● **READING PASSAGE**

++++++++++

From: Walter Roberson on 21 Mar 2010 23:20
rabbahs wrote:
> Walter Roberson <roberson(a)hushmail.com> wrote in message
> <ho4itl$msf$1(a)canopus.cc.umanitoba.ca>...

>> The values that can be deduced linearly from a, b, and d are:
>>
>> c = 1/2*c15 - 2*d - c16 - 2*c17 + 2*a + b
>> e = 94/25*c17
>> f = c16 + 2*c17 + c18 - 2*a - b
>> g = c14 - a - b - d
>> p = a + b + c + d + e + f
>>
>> p can also be expressed as p = a + b - d + c15/2 + 94/25*c17 + c18
>> by combining the other equations.

If you examine the expressions for c, g, and p, you can see that d
always appears in the negative for them. Thus those expressions have the
greatest chance of being positive if d is as small as possible. To
explore that possibility, evaluate the system of three non-linear
equations at d = 0, leaving a system of three equations in two
variables. The second of the equations is the most complex of them, so
solve the first against the third. The result is a relatively simple
quadratic which lead to "reasonable" expressions for a and b -- indeed,
one of the two solutions to the quadratic has b = 0. Choosing the other
root and substituting back in to the system of three equations, sure
enough the first and third go to 0, and the second goes to something
that is not all that long -- and which factors moderately well.

If you then check which constants that expression involve, and solve the
expression for each of them in turn (one at a time), then you find that
each in turn is the sum of negatives of some of the constants. Under the
assumption that the constants are positive, the implication is that the
constant being solved for would end up negative; and since this happens
for all the constants involved, there is no possibility to solve the
system to end up with all positive constants. From this, we deduce that
in fact d must be non-zero and large enough to interact with the other
constants to produce magnitudes comparable to the other constants.

I proceeded to experiment with the same solving method for d=1, but the
equations it spits out are horribly long, and have my symbolic
computation engine pretty much locked up trying to simplify them... the
fourth common subexpression is somewhere over 6000 lines long, and the
main expression and earlier common sub-expressions have scrolled off my
10000 line scrollback...
From: rabbahs on 22 Mar 2010 03:54
Walter Roberson <roberson(a)hushmail.com> wrote in message <ho6nln$bnj$1(a)canopus.cc.umanitoba.ca>...
> rabbahs wrote:
> > Walter Roberson <roberson(a)hushmail.com> wrote in message
> > <ho4itl$msf$1(a)canopus.cc.umanitoba.ca>...
>
> >> The values that can be deduced linearly from a, b, and d are:
> >>
> >> c = 1/2*c15 - 2*d - c16 - 2*c17 + 2*a + b
> >> e = 94/25*c17
> >> f = c16 + 2*c17 + c18 - 2*a - b
> >> g = c14 - a - b - d
> >> p = a + b + c + d + e + f
> >>
> >> p can also be expressed as p = a + b - d + c15/2 + 94/25*c17 + c18
> >> by combining the other equations.

++++++++++

● **DATA PROVIDED**
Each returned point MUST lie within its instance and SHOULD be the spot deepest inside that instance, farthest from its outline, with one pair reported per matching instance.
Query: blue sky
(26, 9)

++++++++++

● **WHAT THE TASK ASKS**
Condense the paragraph of the forum thread above that begins "If you examine the expressions for c, g, and p" into a short bulleted list that keeps its main facts.

● **RESULT OF THE EXERCISE**
- The variable d always appears with a negative sign in the expressions for c, g, and p, so those expressions are most likely to be positive when d is as small as possible.
- Setting d = 0 in the three non-linear equations leaves three equations in two variables.
- The second equation is the most complex, so the first is solved against the third. This gives a fairly simple quadratic with "reasonable" expressions for a and b, and one of its roots has b = 0.
- Substituting the other root back into the system makes the first and third equations go to 0. The second becomes a fairly short expression that factors moderately well.